TASKS:
1: Quote the passage of the dog-sale thread below, starting with "## huntall (Sep" and going on through "reason for sale.".
2: Decide whether each statement agrees with the dog-sale thread below, answering yes or no and quoting the words of the thread that settle it: (a) Mater is a 16 month old black male. (b) Arli is for sale because she cannot breed in the VDD. (c) One poster saw Mater pointing a covey of chukars.

TEXT BLOCK:
((

# 2 Deutsch Drahthaars for sale



## huntall (Sep 11, 2007)

Just a little info on these dogs.
Please check out my website if your wanting more info on them.

Mater is a 16 month old black male. very nice hunting dog and matured at an early age. Great dog but unable to breed in the VDD is the reason for sale.

Arli is a 17 month old liver female. very nice hunting dog and excellent personality. Fun dog to be around. I own her mother and need to thin down how many dogs I have so I have chosen to keep my finished female.


----------



## Loke (Sep 7, 2007)

$?


----------



## xxxxxxBirdDogger (Mar 7, 2008)

I've seen Mater and my dog pointing a covey of chukars together atop a mountain in the west desert. They looked great doing it! Mater held steady, didn't try to move in or steal the point, etc. He's a nice young dog. Plus he's cute. I'd be tempted to buy him myself if I were looking for a started dog.

))

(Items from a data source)
((

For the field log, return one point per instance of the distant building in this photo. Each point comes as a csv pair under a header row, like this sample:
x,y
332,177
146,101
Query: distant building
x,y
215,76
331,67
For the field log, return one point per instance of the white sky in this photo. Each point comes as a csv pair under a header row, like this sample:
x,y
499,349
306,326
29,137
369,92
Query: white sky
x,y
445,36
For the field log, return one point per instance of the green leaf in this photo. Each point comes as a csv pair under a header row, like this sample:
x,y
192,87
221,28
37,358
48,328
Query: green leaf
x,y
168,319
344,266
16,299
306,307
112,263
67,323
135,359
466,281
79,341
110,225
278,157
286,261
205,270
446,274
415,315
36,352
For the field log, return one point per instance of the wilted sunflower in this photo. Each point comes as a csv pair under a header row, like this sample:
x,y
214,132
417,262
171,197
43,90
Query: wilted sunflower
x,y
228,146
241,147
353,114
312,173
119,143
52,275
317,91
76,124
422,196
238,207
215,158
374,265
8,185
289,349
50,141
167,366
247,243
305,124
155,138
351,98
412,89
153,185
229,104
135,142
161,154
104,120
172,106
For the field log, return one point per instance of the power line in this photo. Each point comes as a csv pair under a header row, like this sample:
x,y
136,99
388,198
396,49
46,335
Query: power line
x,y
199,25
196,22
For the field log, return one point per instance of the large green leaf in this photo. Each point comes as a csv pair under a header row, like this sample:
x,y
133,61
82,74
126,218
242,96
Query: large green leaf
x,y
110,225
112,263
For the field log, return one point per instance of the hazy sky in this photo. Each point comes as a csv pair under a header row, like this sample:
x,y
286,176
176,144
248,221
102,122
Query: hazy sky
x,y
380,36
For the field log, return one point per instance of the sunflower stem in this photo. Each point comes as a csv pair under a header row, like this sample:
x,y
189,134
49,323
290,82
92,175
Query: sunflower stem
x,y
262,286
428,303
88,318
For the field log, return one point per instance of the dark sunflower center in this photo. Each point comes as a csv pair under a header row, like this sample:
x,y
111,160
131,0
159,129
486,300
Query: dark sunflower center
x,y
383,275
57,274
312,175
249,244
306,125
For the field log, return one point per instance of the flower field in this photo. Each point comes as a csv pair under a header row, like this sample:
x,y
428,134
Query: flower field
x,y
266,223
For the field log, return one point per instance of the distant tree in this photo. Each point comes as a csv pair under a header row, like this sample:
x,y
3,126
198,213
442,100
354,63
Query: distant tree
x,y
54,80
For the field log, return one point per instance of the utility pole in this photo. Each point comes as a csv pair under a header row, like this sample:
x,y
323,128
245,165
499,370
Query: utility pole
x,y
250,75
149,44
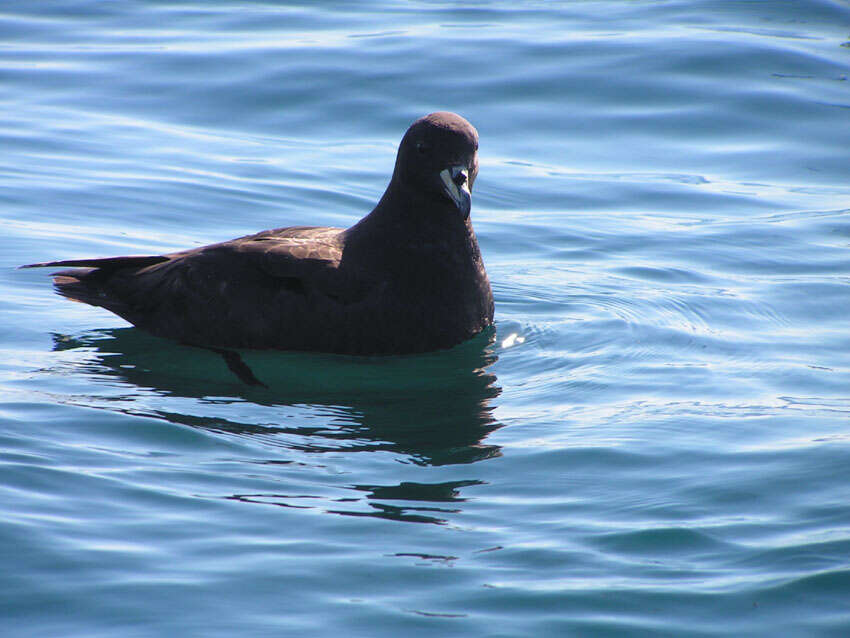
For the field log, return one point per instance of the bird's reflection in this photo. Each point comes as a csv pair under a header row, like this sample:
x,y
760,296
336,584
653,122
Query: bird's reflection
x,y
432,409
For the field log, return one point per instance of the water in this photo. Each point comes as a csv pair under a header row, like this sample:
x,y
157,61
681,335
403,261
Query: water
x,y
654,441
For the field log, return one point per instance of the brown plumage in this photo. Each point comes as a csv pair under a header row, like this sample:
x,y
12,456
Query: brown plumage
x,y
406,278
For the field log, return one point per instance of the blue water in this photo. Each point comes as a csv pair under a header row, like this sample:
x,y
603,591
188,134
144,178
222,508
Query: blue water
x,y
654,441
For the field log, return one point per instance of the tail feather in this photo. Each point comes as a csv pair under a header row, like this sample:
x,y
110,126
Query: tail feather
x,y
107,263
87,280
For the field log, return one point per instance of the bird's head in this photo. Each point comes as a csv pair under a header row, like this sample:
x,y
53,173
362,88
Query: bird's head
x,y
438,158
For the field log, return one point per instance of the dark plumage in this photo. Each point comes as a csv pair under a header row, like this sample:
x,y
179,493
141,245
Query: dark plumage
x,y
406,278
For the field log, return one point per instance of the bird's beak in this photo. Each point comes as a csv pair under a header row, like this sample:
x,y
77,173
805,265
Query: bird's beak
x,y
456,185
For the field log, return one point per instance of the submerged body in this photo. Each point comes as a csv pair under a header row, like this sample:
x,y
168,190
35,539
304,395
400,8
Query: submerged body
x,y
407,278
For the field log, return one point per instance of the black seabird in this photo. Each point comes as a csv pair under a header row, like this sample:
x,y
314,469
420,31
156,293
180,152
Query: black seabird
x,y
406,278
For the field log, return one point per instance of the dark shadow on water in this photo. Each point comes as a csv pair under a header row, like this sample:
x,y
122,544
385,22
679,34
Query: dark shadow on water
x,y
431,409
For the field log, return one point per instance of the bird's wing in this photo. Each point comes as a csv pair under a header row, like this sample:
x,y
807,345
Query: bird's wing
x,y
268,290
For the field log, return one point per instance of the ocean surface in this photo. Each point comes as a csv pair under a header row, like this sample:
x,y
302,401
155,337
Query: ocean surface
x,y
655,439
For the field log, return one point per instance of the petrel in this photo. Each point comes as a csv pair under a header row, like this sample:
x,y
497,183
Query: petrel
x,y
406,278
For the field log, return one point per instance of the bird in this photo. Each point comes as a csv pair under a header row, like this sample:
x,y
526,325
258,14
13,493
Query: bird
x,y
407,278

))

SOLUTIONS TO EACH TASK:
1:
## huntall (Sep 11, 2007)

Just a little info on these dogs.
Please check out my website if your wanting more info on them.

Mater is a 16 month old black male. very nice hunting dog and matured at an early age. Great dog but unable to breed in the VDD is the reason for sale.

2:
(a) Yes: "Mater is a 16 month old black male."
(b) No: "I own her mother and need to thin down how many dogs I have so I have chosen to keep my finished female."
(c) Yes: "I've seen Mater and my dog pointing a covey of chukars together atop a mountain in the west desert."